What you should do:
In the records starting at the line containing "# test: point to the curved claw, one" and ending at the line containing "[[421, 403], [345, 304]]", replace "marker" with "point" and reproduce those lines with nothing else altered.

--- start of Material shown ---

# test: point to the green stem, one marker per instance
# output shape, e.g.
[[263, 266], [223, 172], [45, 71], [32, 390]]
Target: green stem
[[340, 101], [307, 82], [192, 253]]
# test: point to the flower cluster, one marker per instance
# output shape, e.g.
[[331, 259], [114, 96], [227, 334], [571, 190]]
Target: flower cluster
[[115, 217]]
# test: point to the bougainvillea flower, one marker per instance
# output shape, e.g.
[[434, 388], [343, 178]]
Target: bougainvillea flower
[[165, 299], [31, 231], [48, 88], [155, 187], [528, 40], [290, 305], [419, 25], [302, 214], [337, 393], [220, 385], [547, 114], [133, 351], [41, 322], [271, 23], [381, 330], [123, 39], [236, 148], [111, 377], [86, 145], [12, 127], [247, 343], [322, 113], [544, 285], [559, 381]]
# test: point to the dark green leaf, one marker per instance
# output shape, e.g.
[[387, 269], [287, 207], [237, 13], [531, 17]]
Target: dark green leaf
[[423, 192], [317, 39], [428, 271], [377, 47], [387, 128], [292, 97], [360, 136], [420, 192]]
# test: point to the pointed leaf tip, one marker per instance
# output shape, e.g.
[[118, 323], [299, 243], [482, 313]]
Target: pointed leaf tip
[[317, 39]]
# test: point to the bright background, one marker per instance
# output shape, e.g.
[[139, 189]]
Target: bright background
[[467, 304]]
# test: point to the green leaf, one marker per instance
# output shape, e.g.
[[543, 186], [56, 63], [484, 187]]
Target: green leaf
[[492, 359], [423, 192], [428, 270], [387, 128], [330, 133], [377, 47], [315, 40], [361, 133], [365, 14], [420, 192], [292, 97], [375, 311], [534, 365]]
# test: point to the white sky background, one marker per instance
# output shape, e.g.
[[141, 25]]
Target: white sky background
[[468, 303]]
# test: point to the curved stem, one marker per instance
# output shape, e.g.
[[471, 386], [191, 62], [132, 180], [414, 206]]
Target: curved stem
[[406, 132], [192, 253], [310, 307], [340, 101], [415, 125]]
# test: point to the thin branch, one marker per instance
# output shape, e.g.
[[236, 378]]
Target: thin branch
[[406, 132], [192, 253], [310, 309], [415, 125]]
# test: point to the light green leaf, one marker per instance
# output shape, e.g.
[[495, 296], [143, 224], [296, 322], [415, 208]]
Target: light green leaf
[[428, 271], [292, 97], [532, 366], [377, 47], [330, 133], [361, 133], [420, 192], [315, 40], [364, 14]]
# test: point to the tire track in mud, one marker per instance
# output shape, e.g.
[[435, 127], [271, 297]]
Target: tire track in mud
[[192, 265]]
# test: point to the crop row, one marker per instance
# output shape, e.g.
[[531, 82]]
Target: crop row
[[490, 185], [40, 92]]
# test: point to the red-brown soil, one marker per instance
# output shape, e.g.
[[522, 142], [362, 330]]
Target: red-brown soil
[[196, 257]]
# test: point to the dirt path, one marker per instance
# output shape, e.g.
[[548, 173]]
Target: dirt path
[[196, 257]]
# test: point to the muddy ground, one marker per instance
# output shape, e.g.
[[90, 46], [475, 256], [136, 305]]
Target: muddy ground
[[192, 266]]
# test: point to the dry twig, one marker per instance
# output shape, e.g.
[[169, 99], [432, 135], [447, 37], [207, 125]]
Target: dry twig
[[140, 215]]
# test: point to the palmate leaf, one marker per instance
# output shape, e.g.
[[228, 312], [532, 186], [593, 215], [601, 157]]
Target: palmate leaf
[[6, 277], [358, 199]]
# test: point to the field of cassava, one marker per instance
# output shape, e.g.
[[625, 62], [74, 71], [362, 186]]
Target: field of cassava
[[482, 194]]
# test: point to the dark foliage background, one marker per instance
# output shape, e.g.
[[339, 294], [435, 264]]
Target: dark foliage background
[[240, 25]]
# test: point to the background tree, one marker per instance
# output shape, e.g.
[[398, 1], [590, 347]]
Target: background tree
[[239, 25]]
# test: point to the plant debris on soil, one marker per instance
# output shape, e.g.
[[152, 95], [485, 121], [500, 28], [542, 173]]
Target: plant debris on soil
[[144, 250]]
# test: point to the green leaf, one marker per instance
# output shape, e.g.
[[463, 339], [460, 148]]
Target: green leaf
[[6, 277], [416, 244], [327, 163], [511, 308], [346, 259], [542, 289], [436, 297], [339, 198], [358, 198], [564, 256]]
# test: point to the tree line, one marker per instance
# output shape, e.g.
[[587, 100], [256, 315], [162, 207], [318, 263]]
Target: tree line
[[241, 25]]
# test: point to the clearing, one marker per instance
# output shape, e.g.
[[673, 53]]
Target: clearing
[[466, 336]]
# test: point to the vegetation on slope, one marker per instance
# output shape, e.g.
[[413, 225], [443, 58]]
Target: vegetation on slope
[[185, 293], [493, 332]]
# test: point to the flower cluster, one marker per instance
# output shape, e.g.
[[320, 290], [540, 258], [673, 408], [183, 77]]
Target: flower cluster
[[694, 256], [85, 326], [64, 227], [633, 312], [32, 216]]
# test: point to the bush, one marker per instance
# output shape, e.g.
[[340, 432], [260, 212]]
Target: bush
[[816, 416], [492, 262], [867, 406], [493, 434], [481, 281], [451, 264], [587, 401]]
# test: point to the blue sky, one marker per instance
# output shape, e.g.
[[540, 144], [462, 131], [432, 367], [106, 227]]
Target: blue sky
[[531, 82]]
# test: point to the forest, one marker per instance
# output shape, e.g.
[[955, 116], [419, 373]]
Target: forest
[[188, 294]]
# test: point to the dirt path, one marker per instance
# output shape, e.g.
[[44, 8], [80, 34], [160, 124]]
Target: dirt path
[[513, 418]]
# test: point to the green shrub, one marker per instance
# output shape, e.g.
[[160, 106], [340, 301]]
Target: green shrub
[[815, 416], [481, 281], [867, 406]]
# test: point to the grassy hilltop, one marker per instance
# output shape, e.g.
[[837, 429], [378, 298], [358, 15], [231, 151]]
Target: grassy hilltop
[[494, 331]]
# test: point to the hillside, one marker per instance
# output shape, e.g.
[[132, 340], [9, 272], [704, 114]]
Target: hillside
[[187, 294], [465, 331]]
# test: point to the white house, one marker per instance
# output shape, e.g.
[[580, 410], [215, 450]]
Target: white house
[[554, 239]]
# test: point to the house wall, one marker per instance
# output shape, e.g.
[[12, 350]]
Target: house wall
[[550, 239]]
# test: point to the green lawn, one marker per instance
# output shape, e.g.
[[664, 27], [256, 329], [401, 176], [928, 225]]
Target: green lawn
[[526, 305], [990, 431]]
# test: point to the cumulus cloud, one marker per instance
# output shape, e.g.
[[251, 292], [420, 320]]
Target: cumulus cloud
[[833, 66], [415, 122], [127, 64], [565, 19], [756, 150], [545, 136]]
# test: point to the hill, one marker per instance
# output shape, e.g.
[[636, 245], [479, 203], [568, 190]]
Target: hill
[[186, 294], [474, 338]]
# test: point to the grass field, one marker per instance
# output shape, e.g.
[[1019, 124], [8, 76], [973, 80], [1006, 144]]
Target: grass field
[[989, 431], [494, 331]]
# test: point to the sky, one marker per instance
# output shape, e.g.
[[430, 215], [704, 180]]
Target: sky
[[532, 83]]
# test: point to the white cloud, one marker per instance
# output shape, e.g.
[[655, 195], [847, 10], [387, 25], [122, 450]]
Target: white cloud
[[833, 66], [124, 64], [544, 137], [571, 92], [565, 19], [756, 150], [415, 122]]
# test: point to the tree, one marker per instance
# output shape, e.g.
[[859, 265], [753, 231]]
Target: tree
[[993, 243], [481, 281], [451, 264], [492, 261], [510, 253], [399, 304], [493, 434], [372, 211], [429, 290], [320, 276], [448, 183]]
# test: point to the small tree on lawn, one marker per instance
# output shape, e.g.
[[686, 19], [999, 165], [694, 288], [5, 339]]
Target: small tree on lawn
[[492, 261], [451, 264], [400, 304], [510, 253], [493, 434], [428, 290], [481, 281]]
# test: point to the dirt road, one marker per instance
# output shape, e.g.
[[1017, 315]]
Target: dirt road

--- end of Material shown ---
--- start of Material shown ---

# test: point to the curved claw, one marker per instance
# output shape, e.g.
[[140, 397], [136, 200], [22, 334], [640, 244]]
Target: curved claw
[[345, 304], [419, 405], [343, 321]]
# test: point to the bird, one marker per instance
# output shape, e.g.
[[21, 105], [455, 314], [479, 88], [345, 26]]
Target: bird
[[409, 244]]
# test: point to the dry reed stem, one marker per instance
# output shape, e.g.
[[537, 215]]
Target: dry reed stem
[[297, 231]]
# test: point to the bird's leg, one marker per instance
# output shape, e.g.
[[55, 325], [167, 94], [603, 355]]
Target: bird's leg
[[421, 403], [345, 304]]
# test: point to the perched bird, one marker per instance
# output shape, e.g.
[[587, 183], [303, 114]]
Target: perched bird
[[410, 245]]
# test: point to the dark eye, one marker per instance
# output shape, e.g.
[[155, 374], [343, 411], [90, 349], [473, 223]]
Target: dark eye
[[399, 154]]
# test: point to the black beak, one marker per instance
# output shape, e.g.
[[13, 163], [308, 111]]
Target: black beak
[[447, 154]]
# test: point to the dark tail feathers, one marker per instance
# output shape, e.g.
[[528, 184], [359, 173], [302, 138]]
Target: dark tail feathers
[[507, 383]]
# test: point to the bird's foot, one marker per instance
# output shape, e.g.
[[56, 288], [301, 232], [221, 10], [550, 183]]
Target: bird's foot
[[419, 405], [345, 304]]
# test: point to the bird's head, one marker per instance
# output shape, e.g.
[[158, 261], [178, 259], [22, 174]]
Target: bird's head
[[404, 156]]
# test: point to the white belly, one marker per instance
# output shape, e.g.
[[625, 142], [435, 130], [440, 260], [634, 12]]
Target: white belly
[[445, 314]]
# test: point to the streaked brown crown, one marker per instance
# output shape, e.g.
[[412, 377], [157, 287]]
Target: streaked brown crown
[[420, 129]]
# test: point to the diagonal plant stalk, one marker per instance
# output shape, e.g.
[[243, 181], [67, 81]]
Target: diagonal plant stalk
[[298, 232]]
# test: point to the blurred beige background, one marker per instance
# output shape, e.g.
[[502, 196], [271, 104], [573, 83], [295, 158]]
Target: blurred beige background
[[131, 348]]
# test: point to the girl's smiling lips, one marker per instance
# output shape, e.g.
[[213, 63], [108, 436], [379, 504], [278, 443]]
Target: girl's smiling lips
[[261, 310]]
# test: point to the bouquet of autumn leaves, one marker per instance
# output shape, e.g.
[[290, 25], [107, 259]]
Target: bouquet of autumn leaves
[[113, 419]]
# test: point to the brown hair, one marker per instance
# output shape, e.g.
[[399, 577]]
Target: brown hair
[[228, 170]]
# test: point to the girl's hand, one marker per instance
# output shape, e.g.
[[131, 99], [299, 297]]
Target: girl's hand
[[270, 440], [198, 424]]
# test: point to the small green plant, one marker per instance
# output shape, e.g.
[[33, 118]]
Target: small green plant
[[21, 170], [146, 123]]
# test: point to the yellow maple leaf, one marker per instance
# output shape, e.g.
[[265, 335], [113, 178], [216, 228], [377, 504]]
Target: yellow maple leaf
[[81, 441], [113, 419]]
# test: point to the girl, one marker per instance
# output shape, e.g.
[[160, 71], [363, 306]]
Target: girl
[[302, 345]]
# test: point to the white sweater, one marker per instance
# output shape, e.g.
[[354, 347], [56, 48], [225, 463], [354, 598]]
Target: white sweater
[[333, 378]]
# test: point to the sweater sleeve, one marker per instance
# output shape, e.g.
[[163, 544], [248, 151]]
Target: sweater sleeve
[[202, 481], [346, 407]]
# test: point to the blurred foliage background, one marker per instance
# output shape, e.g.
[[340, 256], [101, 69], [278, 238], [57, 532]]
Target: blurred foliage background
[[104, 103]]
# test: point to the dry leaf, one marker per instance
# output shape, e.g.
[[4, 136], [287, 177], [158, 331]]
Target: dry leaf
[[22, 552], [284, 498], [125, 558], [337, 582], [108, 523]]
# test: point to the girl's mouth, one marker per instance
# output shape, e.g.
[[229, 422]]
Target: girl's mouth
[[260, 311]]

--- end of Material shown ---
--- start of Material shown ---

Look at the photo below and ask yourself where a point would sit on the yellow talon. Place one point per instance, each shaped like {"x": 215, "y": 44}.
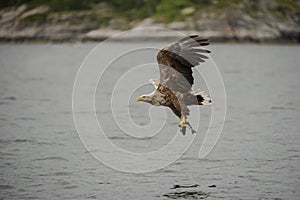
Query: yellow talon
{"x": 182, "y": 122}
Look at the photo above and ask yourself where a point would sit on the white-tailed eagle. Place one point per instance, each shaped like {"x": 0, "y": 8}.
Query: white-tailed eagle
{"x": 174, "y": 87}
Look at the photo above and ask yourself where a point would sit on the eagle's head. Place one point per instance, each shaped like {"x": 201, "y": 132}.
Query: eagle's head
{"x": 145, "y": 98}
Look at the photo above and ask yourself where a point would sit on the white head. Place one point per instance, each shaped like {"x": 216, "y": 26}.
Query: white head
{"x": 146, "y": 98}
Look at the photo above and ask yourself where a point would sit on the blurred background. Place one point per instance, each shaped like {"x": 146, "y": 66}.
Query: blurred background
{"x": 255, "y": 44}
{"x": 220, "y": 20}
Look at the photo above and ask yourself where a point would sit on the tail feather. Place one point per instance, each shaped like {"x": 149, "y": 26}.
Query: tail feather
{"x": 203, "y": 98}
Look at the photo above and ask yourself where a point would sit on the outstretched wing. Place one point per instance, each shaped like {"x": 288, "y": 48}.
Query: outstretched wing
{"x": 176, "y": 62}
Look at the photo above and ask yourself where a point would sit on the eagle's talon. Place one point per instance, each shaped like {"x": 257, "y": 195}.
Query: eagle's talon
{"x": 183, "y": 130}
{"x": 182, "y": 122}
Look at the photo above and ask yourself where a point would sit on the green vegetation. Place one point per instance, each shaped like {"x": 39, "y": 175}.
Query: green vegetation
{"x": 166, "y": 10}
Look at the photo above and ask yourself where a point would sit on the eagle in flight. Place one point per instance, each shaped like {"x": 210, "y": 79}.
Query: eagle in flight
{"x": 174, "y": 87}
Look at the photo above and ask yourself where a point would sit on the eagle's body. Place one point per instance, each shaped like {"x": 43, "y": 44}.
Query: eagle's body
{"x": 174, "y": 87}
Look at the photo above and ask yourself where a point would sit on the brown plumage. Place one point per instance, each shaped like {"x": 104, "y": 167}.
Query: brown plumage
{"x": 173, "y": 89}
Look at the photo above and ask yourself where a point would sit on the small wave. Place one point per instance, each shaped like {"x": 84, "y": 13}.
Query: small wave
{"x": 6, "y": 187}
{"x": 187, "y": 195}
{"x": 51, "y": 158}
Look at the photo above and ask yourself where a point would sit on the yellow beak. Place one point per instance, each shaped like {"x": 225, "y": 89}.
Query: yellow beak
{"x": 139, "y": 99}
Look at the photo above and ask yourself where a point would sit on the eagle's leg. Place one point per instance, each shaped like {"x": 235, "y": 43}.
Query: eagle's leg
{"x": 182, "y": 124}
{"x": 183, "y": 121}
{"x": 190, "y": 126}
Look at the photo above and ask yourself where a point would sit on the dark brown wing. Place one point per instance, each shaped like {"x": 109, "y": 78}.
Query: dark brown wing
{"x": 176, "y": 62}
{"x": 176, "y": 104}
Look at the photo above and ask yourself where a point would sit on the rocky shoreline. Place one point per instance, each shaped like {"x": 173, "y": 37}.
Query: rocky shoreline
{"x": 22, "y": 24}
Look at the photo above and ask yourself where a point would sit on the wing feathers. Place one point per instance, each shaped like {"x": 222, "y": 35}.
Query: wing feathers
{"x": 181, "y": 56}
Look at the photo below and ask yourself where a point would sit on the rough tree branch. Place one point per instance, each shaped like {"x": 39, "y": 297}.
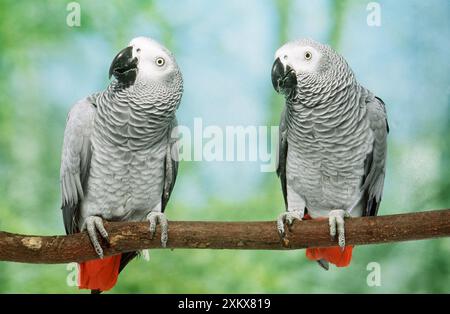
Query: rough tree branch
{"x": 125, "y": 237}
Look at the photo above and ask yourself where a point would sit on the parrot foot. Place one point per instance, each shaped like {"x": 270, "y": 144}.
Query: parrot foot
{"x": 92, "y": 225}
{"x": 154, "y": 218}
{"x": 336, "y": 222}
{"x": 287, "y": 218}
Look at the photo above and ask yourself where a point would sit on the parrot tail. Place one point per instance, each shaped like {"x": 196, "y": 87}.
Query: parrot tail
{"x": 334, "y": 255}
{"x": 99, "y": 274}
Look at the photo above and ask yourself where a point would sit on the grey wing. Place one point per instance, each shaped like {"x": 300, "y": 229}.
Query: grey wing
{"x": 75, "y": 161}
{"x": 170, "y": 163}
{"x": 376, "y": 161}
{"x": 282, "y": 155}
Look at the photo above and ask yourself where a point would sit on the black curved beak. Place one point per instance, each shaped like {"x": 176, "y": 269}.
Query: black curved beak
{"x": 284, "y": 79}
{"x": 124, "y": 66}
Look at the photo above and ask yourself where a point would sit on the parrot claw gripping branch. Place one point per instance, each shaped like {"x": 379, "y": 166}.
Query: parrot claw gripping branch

--- end of Material shown ---

Answer in full:
# test: point to the curved claw, one point per instance
# output shape, e.g.
[[140, 397], [136, 200], [22, 334], [640, 244]]
Target: curved claw
[[345, 304], [419, 405], [343, 321]]
# test: point to the bird, one point per instance
# output shape, e.g.
[[21, 105], [455, 314], [479, 88], [345, 26]]
Target: bird
[[409, 244]]
# test: point to the dry reed stem, one point per instance
# output shape, e.g.
[[537, 215]]
Target: dry reed stem
[[297, 231]]
# test: point to the bird's leg, one point per instance
# output shape, e.g.
[[55, 325], [167, 94], [603, 355]]
Target: bird's leg
[[421, 403], [345, 304]]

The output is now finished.